[Document text]
#####

How is AI getting our data, and what is it doing with it?
Jul 28, 2023, 1:00 PM | Updated: 2:16 pm

FILE - The logo for OpenAI, the maker of ChatGPT, appears on a mobile phone, in New York, Tuesday, Jan. 31, 2023. ChatGPT-maker OpenAI and The Associated Press said Thursday that they've made a deal for the artificial intelligence company to license AP's archive of news stories. (AP Photo/Richard Drew, File)
(AP Photo/Richard Drew, File)
SALT LAKE CITY — The introduction of sophisticated and accessible AI, like ChatGPT, into mainstream culture has brought this new wave of technology to the forefront of contemporary society. However, AI’s inauguration continues to be a controversial topic.
Among the many evolving concerns surrounding the danger AI can create for the public is: How does it get its data, and what is it doing with it?
How is AI getting its data?
Earl Foote, CEO and founder of Nexus IT, told Utah’s Morning News that these intelligence agencies use datasets that could include client data. But that’s not where they get most of their information.
“As these AI models, digest all of that data and learn from it, a lot of that data does contain personally identifiable information of random people like you and I,” he said. “Information that’s simply available on public websites on public record.”
These models scour the internet to feed their programs, but they are not able to differentiate between what is personal, copyrighted, or public. Therefore, this can lead to the AI picking up and filing information that you may not want it to know.

#####

Point-per-instance localization data
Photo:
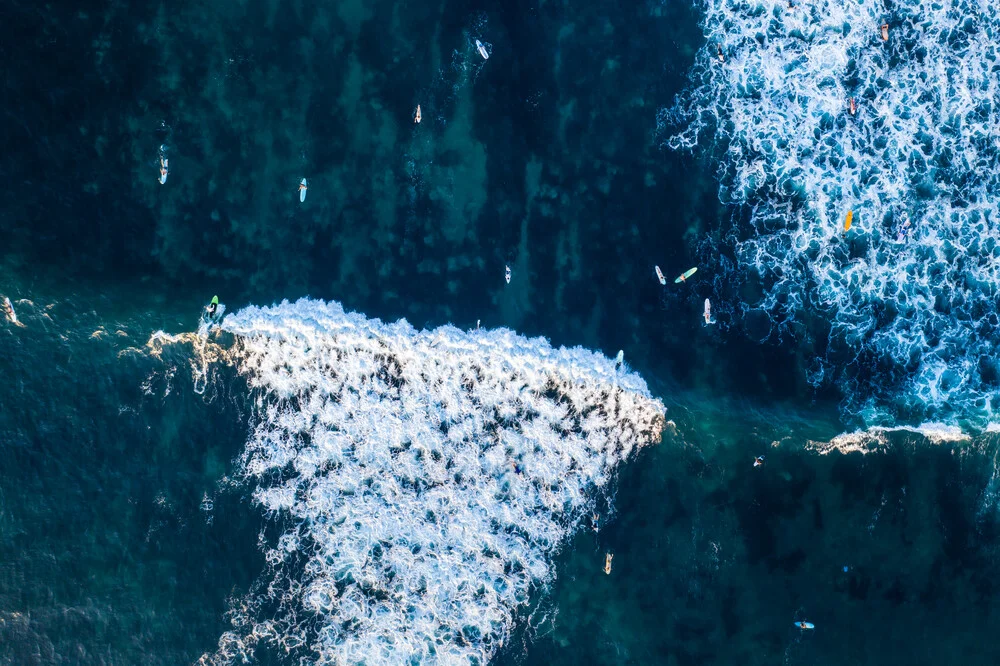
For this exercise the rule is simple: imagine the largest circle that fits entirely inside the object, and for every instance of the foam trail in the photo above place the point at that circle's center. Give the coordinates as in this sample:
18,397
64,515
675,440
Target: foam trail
422,480
911,309
875,438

#####

[List of tasks]
(a) According to the article on how AI gets its data, what positions does Earl Foote hold?
(b) Please write out everything in the article on how AI gets its data from "FILE - The logo" down to "a controversial topic.".
(c) Based on the article on how AI gets its data, explain why AI can end up picking up and filing information that people may not want it to know. Answer in one to three sentences.
This material stands apart from the article.

[Solution list]
(a) He is the CEO and founder of Nexus IT.

(b)
FILE - The logo for OpenAI, the maker of ChatGPT, appears on a mobile phone, in New York, Tuesday, Jan. 31, 2023. ChatGPT-maker OpenAI and The Associated Press said Thursday that they've made a deal for the artificial intelligence company to license AP's archive of news stories. (AP Photo/Richard Drew, File)
(AP Photo/Richard Drew, File)
SALT LAKE CITY — The introduction of sophisticated and accessible AI, like ChatGPT, into mainstream culture has brought this new wave of technology to the forefront of contemporary society. However, AI’s inauguration continues to be a controversial topic.

(c) These models scour the internet to feed their programs, and they cannot tell what is personal, copyrighted, or public. Because of this, they can collect information people would not want them to have.